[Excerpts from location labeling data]
■ ■ ■ ■ ■ ■ ■
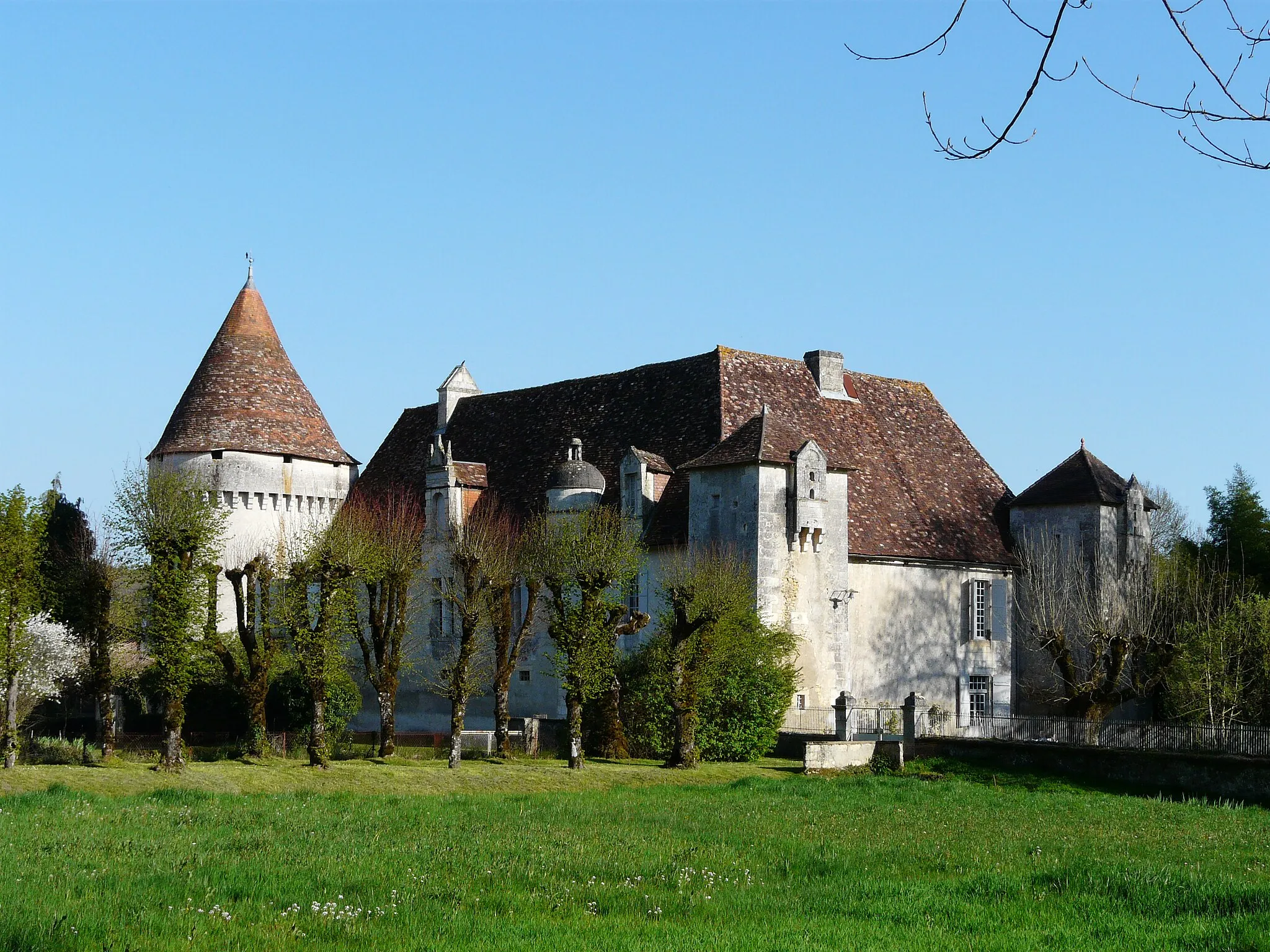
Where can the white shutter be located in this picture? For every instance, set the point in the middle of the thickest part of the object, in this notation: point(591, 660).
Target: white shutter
point(1000, 689)
point(967, 611)
point(1000, 616)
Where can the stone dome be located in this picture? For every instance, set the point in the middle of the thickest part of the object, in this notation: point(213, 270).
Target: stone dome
point(574, 472)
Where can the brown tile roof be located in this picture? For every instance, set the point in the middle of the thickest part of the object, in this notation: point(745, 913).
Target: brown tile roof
point(470, 475)
point(246, 395)
point(655, 462)
point(920, 490)
point(1081, 478)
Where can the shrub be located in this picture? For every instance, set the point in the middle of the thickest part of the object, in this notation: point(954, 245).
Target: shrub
point(745, 689)
point(290, 707)
point(56, 751)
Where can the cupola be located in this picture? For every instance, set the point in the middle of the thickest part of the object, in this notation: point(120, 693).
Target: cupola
point(573, 484)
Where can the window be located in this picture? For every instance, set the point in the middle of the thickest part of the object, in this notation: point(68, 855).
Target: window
point(981, 685)
point(634, 494)
point(981, 609)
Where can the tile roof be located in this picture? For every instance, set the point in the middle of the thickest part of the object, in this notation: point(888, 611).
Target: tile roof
point(655, 462)
point(1081, 478)
point(247, 395)
point(920, 490)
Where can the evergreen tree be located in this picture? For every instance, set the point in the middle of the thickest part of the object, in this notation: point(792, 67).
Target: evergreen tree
point(1238, 530)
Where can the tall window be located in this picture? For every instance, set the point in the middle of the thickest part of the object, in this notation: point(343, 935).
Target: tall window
point(980, 691)
point(981, 609)
point(634, 493)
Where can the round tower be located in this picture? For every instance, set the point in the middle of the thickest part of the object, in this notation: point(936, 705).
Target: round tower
point(248, 426)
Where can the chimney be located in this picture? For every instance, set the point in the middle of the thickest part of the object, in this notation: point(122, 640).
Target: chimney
point(826, 366)
point(456, 386)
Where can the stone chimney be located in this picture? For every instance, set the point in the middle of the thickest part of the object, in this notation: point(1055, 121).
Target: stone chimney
point(826, 367)
point(458, 385)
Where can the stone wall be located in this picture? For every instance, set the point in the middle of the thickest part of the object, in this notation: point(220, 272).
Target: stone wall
point(1220, 776)
point(267, 500)
point(907, 633)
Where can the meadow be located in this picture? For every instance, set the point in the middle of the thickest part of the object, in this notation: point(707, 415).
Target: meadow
point(526, 856)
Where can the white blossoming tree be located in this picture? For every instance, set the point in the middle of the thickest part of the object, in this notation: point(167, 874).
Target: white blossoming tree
point(54, 656)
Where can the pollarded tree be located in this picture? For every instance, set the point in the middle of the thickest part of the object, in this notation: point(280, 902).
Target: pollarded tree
point(388, 539)
point(477, 551)
point(249, 666)
point(511, 606)
point(588, 559)
point(22, 532)
point(168, 522)
point(699, 589)
point(1238, 530)
point(83, 582)
point(318, 609)
point(1110, 632)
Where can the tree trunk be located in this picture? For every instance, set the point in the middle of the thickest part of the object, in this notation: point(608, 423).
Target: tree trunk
point(318, 754)
point(502, 716)
point(172, 758)
point(685, 753)
point(388, 723)
point(106, 705)
point(573, 705)
point(614, 746)
point(11, 723)
point(458, 710)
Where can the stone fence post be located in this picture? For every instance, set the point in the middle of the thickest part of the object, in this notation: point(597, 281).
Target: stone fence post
point(910, 710)
point(531, 736)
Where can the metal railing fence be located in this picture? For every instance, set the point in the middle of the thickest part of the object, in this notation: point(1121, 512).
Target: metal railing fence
point(1244, 739)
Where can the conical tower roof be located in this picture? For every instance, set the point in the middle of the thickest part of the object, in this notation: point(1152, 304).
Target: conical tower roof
point(246, 395)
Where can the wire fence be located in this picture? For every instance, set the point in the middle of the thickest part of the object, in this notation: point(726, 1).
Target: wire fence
point(1135, 735)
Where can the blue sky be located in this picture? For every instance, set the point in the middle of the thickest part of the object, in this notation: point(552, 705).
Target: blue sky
point(561, 190)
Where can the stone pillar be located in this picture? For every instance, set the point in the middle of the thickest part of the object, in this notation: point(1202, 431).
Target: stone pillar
point(531, 736)
point(842, 706)
point(910, 710)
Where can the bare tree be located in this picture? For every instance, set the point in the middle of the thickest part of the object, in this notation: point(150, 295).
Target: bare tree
point(258, 640)
point(1170, 524)
point(1235, 98)
point(1108, 631)
point(318, 609)
point(168, 522)
point(516, 576)
point(478, 550)
point(389, 531)
point(700, 589)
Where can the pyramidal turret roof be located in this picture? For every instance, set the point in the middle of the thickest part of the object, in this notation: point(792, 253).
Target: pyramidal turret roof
point(1081, 478)
point(247, 395)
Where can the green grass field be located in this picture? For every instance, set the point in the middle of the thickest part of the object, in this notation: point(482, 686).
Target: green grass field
point(526, 856)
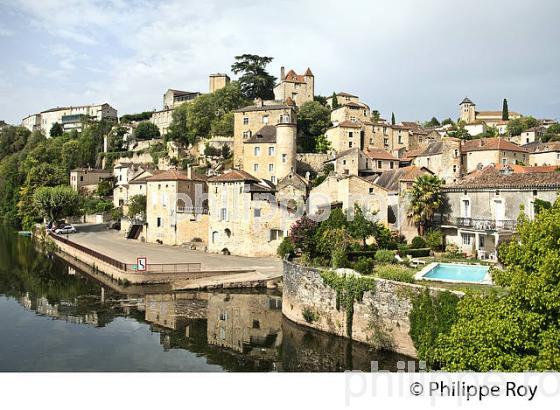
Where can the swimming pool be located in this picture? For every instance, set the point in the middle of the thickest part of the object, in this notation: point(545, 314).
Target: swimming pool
point(456, 272)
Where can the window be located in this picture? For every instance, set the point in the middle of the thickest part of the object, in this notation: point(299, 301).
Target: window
point(276, 234)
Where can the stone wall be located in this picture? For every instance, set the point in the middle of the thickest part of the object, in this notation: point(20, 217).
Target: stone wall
point(380, 319)
point(309, 161)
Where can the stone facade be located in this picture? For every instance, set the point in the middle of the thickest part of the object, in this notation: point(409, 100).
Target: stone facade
point(298, 88)
point(381, 318)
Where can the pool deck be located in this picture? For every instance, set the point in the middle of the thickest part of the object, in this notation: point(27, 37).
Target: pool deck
point(421, 275)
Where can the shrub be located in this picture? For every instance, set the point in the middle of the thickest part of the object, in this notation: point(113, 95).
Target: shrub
point(363, 265)
point(309, 315)
point(286, 248)
point(397, 273)
point(384, 256)
point(417, 243)
point(434, 239)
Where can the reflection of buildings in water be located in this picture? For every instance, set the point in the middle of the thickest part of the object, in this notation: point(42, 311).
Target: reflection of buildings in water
■ ■ ■ ■ ■ ■ ■
Your task = Reproduce every line of the material above without any changes, but leave the pictures out.

Full answer =
Where can the white shutter be located in this picture? For every instance, set the point in the middle of the thickest part of the object, in this notation: point(591, 660).
Target: white shutter
point(1000, 689)
point(967, 611)
point(1000, 616)
Where can the stone dome be located in this picture? For every instance, set the point in the middle of the thickest part of the object, in this notation: point(213, 270).
Target: stone dome
point(574, 472)
Where can the brown tile roof be located in this picture? For every instance, set the point in the middle of the thickest part of the object, in this notation: point(745, 913).
Target: brown tile roof
point(470, 475)
point(246, 395)
point(655, 462)
point(920, 490)
point(1081, 478)
Where can the shrub be located in this picture? For every instance, set the point in the middle of the thickest part of the object, in this notation: point(954, 245).
Target: shrub
point(745, 689)
point(290, 707)
point(56, 751)
Where can the cupola be located in this picture? For every instance, set the point in the middle of the thickest part of the object, in this notation: point(120, 693).
Target: cupola
point(573, 484)
Where can the window be located in this picture? For every instance, set the point in the middle of the thickest part of the object, in this notation: point(68, 855).
Target: window
point(981, 685)
point(634, 494)
point(981, 609)
Where can the tile roof be located in this picture? For every instance, set the point in the middle of the thickest part of the object, in this notation: point(888, 611).
Target: tile roof
point(655, 462)
point(1081, 478)
point(247, 395)
point(920, 490)
Where can the evergreen tree be located in this picture? For every instance, set the point in the middle of the thickest part of the object, in this notation: point(792, 67).
Target: evergreen tree
point(1238, 530)
Where can the tall window be located in this picture? For every instance, set the point in the middle of the thickest part of the object, in this notation: point(343, 935).
Target: tall window
point(980, 691)
point(981, 609)
point(634, 493)
Where can the round tower be located in this picture? For every instance, set the point in the middle of the thickest part of the object, in this notation: point(936, 705).
Target: round tower
point(248, 426)
Where can the chimney be located in this picture? For every instance, set the point in the middle of the thickest part of the object, in this notation: point(122, 640).
Target: chimney
point(826, 366)
point(456, 386)
Where can the stone chimney be located in this picture? For every instance, set the point in the middle of the thickest part of the object, in this notation: point(1055, 121).
Target: stone chimney
point(826, 367)
point(458, 385)
Where can the stone wall be located in this picture? For every instance, set the point in the middle of the thickest part of the object, in this notation: point(220, 272).
Target: stone wall
point(1220, 776)
point(267, 500)
point(907, 633)
Where can the meadow be located in this picture? For every instance, set the point in the middle of the thickest part of the object, in this notation: point(707, 415).
Target: meadow
point(526, 856)
Where can the white blossoming tree be located in this picture? For every instance, set the point in the middle of the thickest part of the object, in this notation: point(167, 874).
Target: white blossoming tree
point(54, 656)
Where can the pollarded tree be located in this picture? For every instance, set the point in the middle of the thickest part of the object, in this notation: point(280, 902).
Target: pollarded tree
point(388, 539)
point(477, 551)
point(249, 666)
point(511, 606)
point(588, 559)
point(22, 532)
point(168, 522)
point(699, 589)
point(1238, 530)
point(83, 582)
point(318, 609)
point(1110, 632)
Where can the tree trunk be located in this picture? For every instance, set the point in the middle of the thickest part of the object, in this notation: point(608, 423).
Target: tree trunk
point(318, 754)
point(502, 716)
point(172, 758)
point(685, 753)
point(388, 723)
point(106, 705)
point(573, 705)
point(614, 746)
point(11, 723)
point(458, 710)
Where can the stone fence post be located in this picture? For every instance, set the point in the middle of the thickest part of the object, in this notation: point(597, 281).
Target: stone fence post
point(910, 710)
point(531, 736)
Where can the metal railing fence be located in this picture? For every instance, set the point in the middle of the thickest part of the object, in this notation: point(1121, 512).
Target: metal railing fence
point(1244, 739)
Where can the conical tower roof be located in this picture? For every instance, set the point in the middle of the thickest part of the object, in this notation: point(1152, 304).
Target: conical tower roof
point(246, 395)
Where can the wire fence be located in this picture? For every instance, set the point in the middle of the thickest part of the object, in this notation: point(726, 1).
Target: wire fence
point(1135, 735)
Where can the blue sky be located in this picture? For every instance, set the point in the middle of the thickest part of the object, in this notation: point(552, 705).
Target: blue sky
point(561, 190)
Where can the stone pillar be located in this picture? For every instance, set the point in the middle of the thickest part of the object, in this notation: point(1202, 431).
Target: stone pillar
point(531, 736)
point(842, 706)
point(910, 710)
Where can the bare tree be located in this picture? For every instance, set the point in the middle of the thickest part of the object, in this notation: point(150, 295).
Target: bare tree
point(258, 640)
point(1170, 524)
point(1235, 98)
point(1108, 631)
point(318, 609)
point(168, 522)
point(516, 576)
point(478, 550)
point(389, 531)
point(700, 589)
Where can the pyramidal turret roof be located in this picture? For every instance, set the point in the middle of the thickest part of the object, in this notation: point(792, 253).
Target: pyramidal turret roof
point(1081, 478)
point(247, 395)
Where can the green grass field be located in this picture? For every instance, set the point in the middle of the thickest part of the object, in this notation: point(482, 686).
Target: green grass field
point(526, 856)
Where can the swimming pool be located in this picture? For every instance, set the point in the middle of the thickest part of the object, in this notation: point(545, 314).
Target: swimming pool
point(456, 272)
Where can the window be located in this picture? For every instance, set the point in the middle of the thickest part of the object, in this notation: point(299, 301).
Target: window
point(276, 234)
Where can the stone wall be located in this picture? For every instance, set the point in the middle of the thickest part of the object, in this notation: point(20, 217).
Target: stone wall
point(380, 319)
point(309, 161)
Where can the stone facade be located in this picture? For every instance, set the point in the middle of the thickest part of the object, in this notation: point(409, 100).
Target: stone facade
point(298, 88)
point(381, 318)
Where can the pool deck be located in this picture? For every instance, set the point in the middle of the thickest part of the object, in this notation: point(27, 37).
Target: pool deck
point(421, 275)
Where can the shrub be located in this picture? For every instance, set the point in the middle of the thickest part of the object, in this notation: point(113, 95).
Target: shrub
point(363, 265)
point(309, 315)
point(286, 248)
point(397, 273)
point(384, 256)
point(417, 243)
point(434, 239)
Where can the reflection of buildings in water be located in this picture? For every instance, set the point in the middle of the thickest part of the object, in this notation: point(42, 311).
Target: reflection of buildings in water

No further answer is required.